Your answer must be an exact copy of the lines from the one holding "[locate] white cloud" through the last line of the entries below, with nothing added.

(Natural language region descriptions)
╭──
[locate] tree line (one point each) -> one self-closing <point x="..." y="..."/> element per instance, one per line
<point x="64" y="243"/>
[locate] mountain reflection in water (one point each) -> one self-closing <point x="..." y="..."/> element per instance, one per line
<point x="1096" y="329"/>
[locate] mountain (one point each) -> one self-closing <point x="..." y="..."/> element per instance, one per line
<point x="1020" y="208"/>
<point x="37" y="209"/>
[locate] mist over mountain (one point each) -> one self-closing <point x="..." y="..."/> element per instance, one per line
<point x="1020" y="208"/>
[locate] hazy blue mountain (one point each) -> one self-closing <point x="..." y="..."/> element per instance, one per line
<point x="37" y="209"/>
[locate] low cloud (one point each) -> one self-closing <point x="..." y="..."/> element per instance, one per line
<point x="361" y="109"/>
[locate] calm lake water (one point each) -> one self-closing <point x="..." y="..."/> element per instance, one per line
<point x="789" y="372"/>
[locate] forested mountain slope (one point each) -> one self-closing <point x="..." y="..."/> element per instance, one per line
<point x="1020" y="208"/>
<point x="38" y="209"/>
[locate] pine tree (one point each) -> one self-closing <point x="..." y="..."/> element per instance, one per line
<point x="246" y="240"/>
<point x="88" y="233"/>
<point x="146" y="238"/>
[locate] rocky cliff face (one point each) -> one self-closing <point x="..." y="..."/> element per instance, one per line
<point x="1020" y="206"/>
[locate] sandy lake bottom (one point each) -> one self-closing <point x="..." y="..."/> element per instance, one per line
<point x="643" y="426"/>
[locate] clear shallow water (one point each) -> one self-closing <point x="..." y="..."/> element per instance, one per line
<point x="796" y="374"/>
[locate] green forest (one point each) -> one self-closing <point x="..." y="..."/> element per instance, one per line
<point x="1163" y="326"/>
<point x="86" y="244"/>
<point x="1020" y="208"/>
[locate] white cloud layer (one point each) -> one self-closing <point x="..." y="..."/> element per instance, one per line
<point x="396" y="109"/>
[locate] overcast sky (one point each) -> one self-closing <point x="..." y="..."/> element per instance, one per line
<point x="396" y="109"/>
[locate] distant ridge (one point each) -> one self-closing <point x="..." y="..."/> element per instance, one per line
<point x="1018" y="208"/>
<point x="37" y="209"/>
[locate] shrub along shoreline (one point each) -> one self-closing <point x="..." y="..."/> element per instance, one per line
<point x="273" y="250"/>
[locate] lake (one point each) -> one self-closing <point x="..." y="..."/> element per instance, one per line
╰──
# Reply:
[locate] white cloud layer (one point each) -> one self-closing <point x="..." y="..."/> element per instance, one per line
<point x="396" y="109"/>
[locate] overcast sky (one point each) -> one self-closing <point x="..." y="..."/> element per instance, one per line
<point x="396" y="109"/>
[locate] distant ridge (one point each) -> one self-closing <point x="..." y="..."/> element per instance, one per line
<point x="1018" y="208"/>
<point x="37" y="209"/>
[locate] shrub along shoreline (one point each) -> one self-closing <point x="..." y="..."/> element per instance, one per line
<point x="273" y="250"/>
[locate] lake (one point each) -> one self-closing <point x="..." y="..."/> element per instance, one per line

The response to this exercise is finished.